Entries that point to named objects
== == ==
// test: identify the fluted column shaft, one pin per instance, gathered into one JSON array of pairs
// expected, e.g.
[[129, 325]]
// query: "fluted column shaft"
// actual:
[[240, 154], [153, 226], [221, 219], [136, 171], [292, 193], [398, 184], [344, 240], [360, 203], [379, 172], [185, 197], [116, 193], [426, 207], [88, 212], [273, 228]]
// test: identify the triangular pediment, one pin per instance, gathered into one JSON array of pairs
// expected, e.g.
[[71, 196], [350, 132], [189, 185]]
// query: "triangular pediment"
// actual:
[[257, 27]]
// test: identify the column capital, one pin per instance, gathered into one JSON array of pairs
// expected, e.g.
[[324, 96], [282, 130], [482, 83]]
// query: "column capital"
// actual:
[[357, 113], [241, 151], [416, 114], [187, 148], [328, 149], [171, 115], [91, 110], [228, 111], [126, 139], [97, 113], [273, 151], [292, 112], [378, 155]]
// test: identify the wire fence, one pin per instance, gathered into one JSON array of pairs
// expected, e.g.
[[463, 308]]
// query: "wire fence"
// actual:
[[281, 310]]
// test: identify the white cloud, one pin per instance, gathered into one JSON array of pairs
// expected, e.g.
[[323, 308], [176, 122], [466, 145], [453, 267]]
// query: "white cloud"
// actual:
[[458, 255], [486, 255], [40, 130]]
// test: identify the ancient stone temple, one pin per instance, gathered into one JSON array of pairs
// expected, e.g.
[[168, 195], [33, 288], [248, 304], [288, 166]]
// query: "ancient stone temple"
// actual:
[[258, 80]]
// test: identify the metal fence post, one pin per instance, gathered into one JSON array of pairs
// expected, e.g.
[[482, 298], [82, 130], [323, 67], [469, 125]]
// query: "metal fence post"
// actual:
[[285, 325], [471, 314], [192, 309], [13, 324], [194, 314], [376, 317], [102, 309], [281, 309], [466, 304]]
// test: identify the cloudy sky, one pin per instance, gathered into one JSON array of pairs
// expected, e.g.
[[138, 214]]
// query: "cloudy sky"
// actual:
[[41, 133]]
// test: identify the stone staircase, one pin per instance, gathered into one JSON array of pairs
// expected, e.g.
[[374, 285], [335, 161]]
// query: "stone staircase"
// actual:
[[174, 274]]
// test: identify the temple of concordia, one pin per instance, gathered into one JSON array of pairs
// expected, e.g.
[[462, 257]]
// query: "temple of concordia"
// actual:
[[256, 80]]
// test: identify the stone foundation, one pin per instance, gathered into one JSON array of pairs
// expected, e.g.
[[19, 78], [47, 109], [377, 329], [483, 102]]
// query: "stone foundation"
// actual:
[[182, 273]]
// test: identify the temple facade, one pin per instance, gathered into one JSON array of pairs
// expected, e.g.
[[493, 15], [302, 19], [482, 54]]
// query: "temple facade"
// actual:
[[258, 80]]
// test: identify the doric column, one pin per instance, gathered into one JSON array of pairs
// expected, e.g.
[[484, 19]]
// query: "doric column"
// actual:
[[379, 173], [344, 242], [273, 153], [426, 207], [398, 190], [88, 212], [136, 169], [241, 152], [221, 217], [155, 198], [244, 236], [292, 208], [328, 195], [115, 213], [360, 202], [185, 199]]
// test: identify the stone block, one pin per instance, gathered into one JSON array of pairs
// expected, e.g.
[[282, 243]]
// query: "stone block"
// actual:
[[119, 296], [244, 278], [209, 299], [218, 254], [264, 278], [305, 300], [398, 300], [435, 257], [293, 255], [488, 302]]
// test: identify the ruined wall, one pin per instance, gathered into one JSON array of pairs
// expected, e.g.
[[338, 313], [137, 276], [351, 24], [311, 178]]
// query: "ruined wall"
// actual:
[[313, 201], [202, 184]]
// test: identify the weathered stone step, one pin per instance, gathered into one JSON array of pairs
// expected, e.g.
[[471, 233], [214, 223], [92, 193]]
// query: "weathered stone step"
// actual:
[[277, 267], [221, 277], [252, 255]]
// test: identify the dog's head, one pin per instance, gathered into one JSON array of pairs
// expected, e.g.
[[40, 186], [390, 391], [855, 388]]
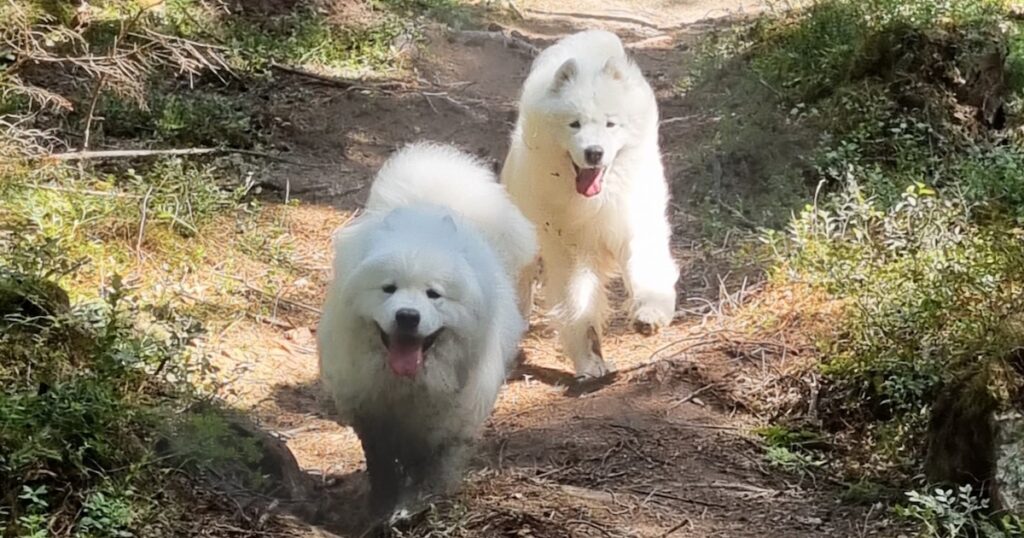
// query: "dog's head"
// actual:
== == ==
◆ Problem details: Copy every one of the records above line for line, without changing anything. Leave the pictures out of your copy.

◆ The answer:
// test: identify the fluted column shaft, one pin per instance, gathered into one JSON array of pairs
// expected, e.g.
[[129, 325]]
// query: "fluted column shaft"
// actual:
[[240, 154], [153, 226], [221, 219], [136, 171], [292, 193], [398, 184], [344, 240], [360, 203], [379, 172], [185, 197], [116, 193], [426, 207], [88, 212], [273, 228]]
// test: identify the triangular pediment, one pin per instance, gathered into one JSON array of pairs
// expected, e.g.
[[71, 196], [350, 132], [189, 185]]
// query: "triangular pediment"
// actual:
[[257, 27]]
// test: identify the column capital, one pin per instance, gathered into one JSON array of pairs
// expected, e.g.
[[324, 96], [282, 130], [482, 83]]
// query: "column capital"
// actual:
[[357, 113], [241, 151], [416, 114], [187, 148], [328, 149], [171, 115], [91, 110], [228, 111], [126, 139], [97, 113], [273, 151], [292, 112], [378, 155]]
// test: identify the wire fence, one pin per instance, gathered into one JSON array of pairs
// expected, e.g.
[[463, 308]]
// query: "wire fence"
// actual:
[[281, 310]]
// test: identify the white cloud, one pin per instance, gathered into one JSON array of pairs
// expected, e.g.
[[323, 308], [176, 122], [466, 145], [453, 267]]
// query: "white cloud"
// actual:
[[458, 255], [486, 255], [40, 130]]
// test: identify the ancient stone temple, one pin per instance, gathered into one JSON array of pairs
// expected, e.g.
[[168, 195], [33, 288], [248, 304], [288, 166]]
// query: "ancient stone temple"
// actual:
[[258, 80]]
// test: identify the metal fence post, one pin per instance, gathered into one JSON array of pairs
// expected, e.g.
[[482, 298], [82, 130], [323, 67], [469, 125]]
// query: "metal fence post"
// actual:
[[285, 325], [471, 314], [192, 309], [13, 324], [194, 314], [376, 317], [102, 309], [281, 309], [466, 304]]
// test: identify the cloudy sky, one pin per instance, gathered into one JSON array of pairs
// expected, e.g.
[[138, 214]]
// query: "cloudy sky"
// actual:
[[41, 133]]
// test: identify the stone staircase, one pin per instance, gathered into one JSON array of pairs
// expected, e.g.
[[374, 285], [335, 161]]
// query: "stone staircase"
// actual:
[[174, 274]]
// test: identify the temple of concordia, one pin per instance, gathered into one JSON array of pairs
// expected, e.g.
[[462, 257]]
// query: "temple of concordia"
// actual:
[[256, 80]]
// test: identify the stone foundation, one pin per instance, gathered into one JSON array of pairs
// expected, e.g.
[[19, 78], [47, 109], [377, 329], [483, 102]]
// query: "stone foundation"
// actual:
[[182, 273]]
// test: identify the temple facade, one pin per instance, gathered into one JSON array of pairs
// expected, e.g.
[[493, 15], [302, 19], [482, 54]]
// query: "temple facade"
// actual:
[[258, 80]]
// test: identify the doric column, one pin per instance, gathered into one JSON array of pairs
// expected, e.g.
[[484, 19]]
// query: "doric column"
// actual:
[[379, 173], [344, 242], [273, 153], [426, 207], [398, 190], [88, 212], [136, 169], [241, 152], [221, 217], [155, 198], [244, 236], [292, 208], [328, 195], [115, 213], [360, 202], [185, 199]]
// test: identify the stone block, one pin per instance, gathered into one JSON array of pairs
// expected, e.g.
[[282, 243]]
// query: "stone block"
// actual:
[[119, 296], [244, 278], [209, 299], [218, 254], [264, 278], [305, 300], [398, 300], [435, 257], [293, 255], [488, 302]]
// test: identify the ruined wall, one pin per instance, gathered into one JSON array of pairs
// expected, e.g.
[[338, 313], [137, 276], [351, 24], [311, 178]]
// query: "ruined wall"
// actual:
[[313, 201], [202, 184]]
// test: identify the weathered stone step, one pin per instance, gathered into one JSON array of pairs
// expected, e.g.
[[471, 233], [214, 223], [92, 193]]
// query: "weathered stone step"
// actual:
[[277, 267], [221, 277], [252, 255]]
// test: identify the dog's head, one pin per instance, gathered into one JSON array of pairs
// expected, e.g.
[[40, 186], [390, 391], [855, 388]]
// query: "dog's head"
// actual:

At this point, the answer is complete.